• Recorded information:

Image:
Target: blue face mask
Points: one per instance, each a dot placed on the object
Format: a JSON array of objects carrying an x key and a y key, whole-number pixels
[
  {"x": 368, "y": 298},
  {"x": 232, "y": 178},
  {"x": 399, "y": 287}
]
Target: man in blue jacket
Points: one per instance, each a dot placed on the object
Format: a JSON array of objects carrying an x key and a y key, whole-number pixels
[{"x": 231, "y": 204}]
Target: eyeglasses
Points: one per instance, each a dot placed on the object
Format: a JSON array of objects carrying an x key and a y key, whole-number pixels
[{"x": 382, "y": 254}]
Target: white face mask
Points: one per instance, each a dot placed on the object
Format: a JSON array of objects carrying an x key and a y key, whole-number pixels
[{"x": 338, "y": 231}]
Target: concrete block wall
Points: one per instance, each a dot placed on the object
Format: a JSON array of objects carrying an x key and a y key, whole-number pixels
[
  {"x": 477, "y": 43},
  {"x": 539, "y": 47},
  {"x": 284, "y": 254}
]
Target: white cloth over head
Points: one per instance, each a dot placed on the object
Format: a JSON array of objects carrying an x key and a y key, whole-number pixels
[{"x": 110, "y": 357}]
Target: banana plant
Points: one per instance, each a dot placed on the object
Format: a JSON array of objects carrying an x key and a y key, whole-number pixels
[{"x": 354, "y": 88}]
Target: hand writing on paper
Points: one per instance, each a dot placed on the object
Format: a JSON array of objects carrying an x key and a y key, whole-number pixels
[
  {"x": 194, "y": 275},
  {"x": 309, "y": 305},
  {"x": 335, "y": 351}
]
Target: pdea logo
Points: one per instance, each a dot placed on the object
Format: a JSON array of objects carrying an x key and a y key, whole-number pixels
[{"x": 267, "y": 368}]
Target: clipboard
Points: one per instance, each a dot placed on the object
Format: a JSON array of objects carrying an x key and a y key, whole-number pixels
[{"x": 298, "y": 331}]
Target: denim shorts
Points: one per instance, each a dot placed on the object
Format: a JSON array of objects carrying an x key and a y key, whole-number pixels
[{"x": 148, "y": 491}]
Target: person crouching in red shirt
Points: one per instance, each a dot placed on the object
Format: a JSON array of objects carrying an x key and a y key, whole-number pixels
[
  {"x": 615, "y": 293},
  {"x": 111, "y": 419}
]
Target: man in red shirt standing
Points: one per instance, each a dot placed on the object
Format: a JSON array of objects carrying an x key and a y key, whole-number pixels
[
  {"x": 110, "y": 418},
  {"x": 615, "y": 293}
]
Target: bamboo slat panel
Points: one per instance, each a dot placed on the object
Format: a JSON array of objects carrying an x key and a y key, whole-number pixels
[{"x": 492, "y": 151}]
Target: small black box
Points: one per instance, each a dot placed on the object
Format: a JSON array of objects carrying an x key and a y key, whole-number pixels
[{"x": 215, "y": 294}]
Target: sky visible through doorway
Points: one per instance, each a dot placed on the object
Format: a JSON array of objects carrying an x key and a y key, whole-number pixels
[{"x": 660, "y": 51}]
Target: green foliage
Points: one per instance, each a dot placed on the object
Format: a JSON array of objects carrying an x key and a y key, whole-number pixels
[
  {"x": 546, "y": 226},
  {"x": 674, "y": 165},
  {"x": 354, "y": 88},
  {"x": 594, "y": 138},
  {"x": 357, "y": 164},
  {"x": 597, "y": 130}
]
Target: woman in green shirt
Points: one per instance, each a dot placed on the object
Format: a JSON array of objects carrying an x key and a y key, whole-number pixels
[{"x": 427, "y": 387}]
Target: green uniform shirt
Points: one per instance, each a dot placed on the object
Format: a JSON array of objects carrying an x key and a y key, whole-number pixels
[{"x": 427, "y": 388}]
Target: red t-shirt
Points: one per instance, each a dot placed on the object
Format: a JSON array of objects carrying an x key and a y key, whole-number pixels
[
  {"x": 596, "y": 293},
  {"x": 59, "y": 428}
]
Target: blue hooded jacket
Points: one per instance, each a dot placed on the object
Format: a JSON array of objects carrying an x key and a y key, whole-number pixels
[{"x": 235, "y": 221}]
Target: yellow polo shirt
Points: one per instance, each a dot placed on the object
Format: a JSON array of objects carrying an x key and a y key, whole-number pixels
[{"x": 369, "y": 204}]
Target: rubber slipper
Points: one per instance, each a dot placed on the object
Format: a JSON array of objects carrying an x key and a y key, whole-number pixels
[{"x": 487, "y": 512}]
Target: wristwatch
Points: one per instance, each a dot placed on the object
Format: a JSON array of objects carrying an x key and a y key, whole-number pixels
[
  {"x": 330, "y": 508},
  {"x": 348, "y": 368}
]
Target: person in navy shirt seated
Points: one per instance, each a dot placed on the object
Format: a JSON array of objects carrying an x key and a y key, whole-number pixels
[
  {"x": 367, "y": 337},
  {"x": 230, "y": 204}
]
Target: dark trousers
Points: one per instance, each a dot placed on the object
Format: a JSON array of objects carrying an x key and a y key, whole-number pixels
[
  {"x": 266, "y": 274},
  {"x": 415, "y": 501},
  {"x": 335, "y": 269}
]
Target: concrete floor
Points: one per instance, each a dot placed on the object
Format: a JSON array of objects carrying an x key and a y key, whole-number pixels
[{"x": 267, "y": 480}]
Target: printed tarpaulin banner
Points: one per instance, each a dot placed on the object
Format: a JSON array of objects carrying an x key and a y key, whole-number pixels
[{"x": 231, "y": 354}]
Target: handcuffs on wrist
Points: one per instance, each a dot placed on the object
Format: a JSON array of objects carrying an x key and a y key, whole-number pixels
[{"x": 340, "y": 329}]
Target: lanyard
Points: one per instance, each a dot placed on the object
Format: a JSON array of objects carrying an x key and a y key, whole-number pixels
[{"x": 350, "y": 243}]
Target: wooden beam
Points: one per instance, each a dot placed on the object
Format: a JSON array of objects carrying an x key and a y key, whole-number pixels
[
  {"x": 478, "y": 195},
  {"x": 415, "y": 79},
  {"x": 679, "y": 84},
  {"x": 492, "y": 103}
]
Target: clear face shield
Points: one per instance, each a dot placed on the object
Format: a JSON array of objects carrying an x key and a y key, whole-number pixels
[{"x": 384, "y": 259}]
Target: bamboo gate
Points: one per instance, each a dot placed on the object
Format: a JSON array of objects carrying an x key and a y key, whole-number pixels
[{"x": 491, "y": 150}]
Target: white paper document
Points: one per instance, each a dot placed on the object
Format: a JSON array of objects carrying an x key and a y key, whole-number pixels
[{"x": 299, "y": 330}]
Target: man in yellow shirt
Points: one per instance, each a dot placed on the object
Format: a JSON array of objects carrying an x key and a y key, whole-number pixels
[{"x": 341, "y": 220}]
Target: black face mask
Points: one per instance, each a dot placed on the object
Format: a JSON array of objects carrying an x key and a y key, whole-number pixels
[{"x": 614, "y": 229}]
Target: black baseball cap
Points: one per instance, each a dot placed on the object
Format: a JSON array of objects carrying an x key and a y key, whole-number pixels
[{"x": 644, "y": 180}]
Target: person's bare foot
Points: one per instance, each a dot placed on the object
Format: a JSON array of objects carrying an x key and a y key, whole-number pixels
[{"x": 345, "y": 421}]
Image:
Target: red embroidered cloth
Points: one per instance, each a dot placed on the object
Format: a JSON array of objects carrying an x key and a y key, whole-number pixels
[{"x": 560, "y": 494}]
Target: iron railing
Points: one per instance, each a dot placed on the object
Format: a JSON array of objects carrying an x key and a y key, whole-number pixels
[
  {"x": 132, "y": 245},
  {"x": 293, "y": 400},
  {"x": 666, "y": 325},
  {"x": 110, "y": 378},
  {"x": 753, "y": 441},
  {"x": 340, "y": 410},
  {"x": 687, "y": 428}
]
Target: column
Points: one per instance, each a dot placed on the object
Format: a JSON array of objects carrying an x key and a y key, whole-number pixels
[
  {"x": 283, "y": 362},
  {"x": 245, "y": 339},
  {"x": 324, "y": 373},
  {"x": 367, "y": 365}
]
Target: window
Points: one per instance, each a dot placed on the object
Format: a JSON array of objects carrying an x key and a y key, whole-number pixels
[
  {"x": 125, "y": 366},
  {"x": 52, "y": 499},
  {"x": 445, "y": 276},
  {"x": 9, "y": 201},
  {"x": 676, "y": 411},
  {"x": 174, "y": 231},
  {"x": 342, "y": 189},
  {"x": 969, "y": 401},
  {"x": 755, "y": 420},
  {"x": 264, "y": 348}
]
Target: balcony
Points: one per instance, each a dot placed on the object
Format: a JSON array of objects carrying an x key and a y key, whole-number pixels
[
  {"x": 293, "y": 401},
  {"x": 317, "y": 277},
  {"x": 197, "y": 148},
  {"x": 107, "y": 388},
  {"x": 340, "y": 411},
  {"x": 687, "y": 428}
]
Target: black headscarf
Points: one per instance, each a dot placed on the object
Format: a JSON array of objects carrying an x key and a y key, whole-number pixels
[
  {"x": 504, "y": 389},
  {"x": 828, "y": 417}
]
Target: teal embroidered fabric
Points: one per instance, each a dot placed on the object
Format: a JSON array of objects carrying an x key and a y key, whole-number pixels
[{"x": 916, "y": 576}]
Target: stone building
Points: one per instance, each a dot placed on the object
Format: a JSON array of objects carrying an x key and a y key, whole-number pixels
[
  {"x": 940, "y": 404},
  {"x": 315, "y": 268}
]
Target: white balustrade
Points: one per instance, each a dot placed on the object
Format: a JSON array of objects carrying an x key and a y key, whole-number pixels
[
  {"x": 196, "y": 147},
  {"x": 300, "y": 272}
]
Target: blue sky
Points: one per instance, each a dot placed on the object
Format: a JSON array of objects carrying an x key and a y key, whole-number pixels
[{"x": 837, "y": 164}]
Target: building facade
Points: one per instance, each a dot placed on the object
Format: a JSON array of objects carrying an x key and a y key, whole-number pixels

• Task description: Rewrite every line of the material from the line with "Target: black headscarf" through the end, shifting each x and y coordinate in the answers up by 19.

• The output:
Target: black headscarf
Points: one per instance, each a dot placed on the object
Format: a JSON array of objects carrying an x key and a y key, whole-number pixels
[
  {"x": 523, "y": 408},
  {"x": 847, "y": 436}
]
Target: teal embroidered fabric
Points: one per instance, each a dot placed on the object
Format: a JSON array of objects carrying an x key and a y key, whole-number pixels
[{"x": 935, "y": 595}]
Target: stone building
Points: one per instance, each a dot placed on the object
Format: a JSON array of objects carrying an x key and a y key, whole-number pixels
[
  {"x": 959, "y": 423},
  {"x": 334, "y": 287}
]
Target: white balustrade
Points: one per instance, each a dot placed on the object
Format: a JSON array of objects carrying an x key and a y key, whole-number pixels
[
  {"x": 215, "y": 166},
  {"x": 319, "y": 291}
]
Target: blue sky
Points: one per instance, each a dot placed on the object
Format: a JSON array of objects carrying an x key and a y key, whole-number pixels
[{"x": 856, "y": 183}]
Target: building facade
Points: one per instance, each a dot placed on the object
Format: a JSON array of objects carrying an x key and a y key, whole-number pixels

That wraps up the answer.